STATED GOAL 1
Return the passage of the Marx transformation text from "But it is neither" to "an unreasonable one.", copied word for word.

SOURCE EXTRACT
■ ■ ■

Yes, Marx had assumed price=value. His transformation tableau--which is a
mental model with no relation to actual prices or profit rates--begins with
this assumption only to show that price cannot be directly determined by
labor time; now that Marx has logically relaxed the assumption, he argues
that the cost prices with which he began would have to be modified to
indicate that the invested money sums could not have been determined by
the value of the means of production or (indirectly) the wage goods.

You argue then that we need to know the unit prices at which capitalists
would have purchased means of production and (indirectly) wage goods to
calculate the correct cost prices.

This is correct.

But it is neither rigorous nor analytical to have unit input prices
retroactively determined on the basis of the technical conditions (+one
distributive variable) by which output prices are being determined. Such
interation to consistency as you put it has no warrant. As Alan F has long
pointed out, it's unreasonable to remove one of the n equations this way.
As I said to Ajit, no solution to the underdetermination of the unit input
prices is better than an unreasonable one.

Now what happens if when looking at the tableau we realize--as Marx himself
emphasizes--that the cost prices as given could not be correct? I grant
that Marx cannot then calculate the correct average rate of profit and
prices of production, but I suggest that Marx had no such intention on the
basis of the transformation tableau. He meant only to logically turn the
Malthus critique upside down by showing that the average rate of profit not
only was not a factor additional to value in the determination of prices,
it was the main form in which the law of value asserts itself.

So if we don't require that unit input prices be the same as unit output
prices, it's true that on the basis of the information in the one period
transformation tableau we can't know what the real cost prices are and thus
we won't be able to calculate the correct average rate of profit and prices
of production.

But what we can understand perfectly well is the logic of Marx's Malthus
critique.

Moreover, even though Marx's mental model is underdetermined, Marx does
provide us conceptual tools by which to read offical national accounts
against the grain--Ajit never responded to Duncan's point that this, not a
theory of prices, is the point of the NI.

■ ■ ■

GIVEN DATA
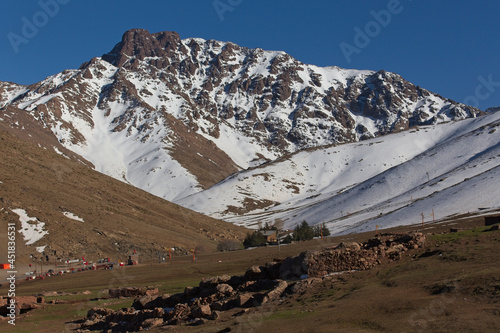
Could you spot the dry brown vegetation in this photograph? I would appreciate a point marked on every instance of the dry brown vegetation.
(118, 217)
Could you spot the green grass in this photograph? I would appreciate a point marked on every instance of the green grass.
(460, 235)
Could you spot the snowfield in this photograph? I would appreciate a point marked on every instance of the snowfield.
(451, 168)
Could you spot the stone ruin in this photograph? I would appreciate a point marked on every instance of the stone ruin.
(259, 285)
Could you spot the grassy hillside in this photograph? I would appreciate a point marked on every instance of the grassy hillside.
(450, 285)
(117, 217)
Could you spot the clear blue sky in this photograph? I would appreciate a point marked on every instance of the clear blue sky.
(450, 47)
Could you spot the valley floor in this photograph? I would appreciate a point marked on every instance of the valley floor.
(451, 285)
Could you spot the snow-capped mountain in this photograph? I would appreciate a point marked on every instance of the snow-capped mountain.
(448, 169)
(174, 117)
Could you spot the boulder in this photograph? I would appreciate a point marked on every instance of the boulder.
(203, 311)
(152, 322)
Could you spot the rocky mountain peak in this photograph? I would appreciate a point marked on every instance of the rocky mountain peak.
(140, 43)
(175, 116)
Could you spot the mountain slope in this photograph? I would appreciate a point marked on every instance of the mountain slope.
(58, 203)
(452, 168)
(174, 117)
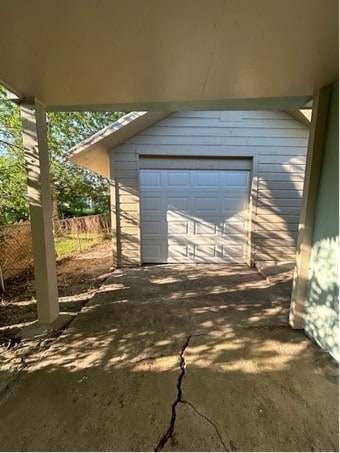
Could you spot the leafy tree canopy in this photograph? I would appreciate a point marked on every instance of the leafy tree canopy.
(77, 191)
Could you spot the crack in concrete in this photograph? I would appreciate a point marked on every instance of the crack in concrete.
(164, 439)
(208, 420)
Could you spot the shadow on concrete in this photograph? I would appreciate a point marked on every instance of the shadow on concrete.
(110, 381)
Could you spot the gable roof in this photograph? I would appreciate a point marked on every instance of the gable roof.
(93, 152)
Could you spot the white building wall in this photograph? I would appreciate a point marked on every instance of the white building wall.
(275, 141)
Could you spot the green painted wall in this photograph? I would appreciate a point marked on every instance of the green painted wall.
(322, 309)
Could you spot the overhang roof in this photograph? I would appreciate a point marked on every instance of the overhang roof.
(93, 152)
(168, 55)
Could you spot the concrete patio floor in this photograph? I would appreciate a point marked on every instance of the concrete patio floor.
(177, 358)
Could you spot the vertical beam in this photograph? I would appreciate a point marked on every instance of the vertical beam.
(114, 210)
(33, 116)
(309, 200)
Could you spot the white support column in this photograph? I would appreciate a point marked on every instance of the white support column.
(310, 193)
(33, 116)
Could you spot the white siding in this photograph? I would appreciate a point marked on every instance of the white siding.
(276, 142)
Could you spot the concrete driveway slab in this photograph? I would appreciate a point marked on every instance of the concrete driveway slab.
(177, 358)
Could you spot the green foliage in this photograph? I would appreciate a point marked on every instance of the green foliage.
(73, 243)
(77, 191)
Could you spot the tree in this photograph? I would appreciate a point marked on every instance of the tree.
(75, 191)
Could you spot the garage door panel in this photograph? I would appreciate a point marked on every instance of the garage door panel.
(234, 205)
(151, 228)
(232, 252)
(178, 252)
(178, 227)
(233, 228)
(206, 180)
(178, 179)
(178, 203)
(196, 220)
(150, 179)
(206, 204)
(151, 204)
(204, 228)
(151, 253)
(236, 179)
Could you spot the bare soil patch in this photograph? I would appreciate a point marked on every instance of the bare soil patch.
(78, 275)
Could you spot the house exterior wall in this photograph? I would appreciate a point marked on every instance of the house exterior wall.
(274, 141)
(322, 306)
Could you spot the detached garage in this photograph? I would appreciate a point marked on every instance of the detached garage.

■ ■ ■

STATED GOAL 2
Rewrite the lines of the listing from the line with "Could you spot the bare" through the end of the listing, changing "detached garage" to "separate garage" and leaving everything else the same. Return only those lines.

EXERCISE RESPONSE 1
But it is neither rigorous nor analytical to have unit input prices
retroactively determined on the basis of the technical conditions (+one
distributive variable) by which output prices are being determined. Such
interation to consistency as you put it has no warrant. As Alan F has long
pointed out, it's unreasonable to remove one of the n equations this way.
As I said to Ajit, no solution to the underdetermination of the unit input
prices is better than an unreasonable one.

EXERCISE RESPONSE 2
Could you spot the bare soil patch in this photograph? I would appreciate a point marked on every instance of the bare soil patch.
(78, 275)
Could you spot the house exterior wall in this photograph? I would appreciate a point marked on every instance of the house exterior wall.
(274, 141)
(322, 306)
Could you spot the separate garage in this photograph? I would appreciate a point marked on every instance of the separate garage.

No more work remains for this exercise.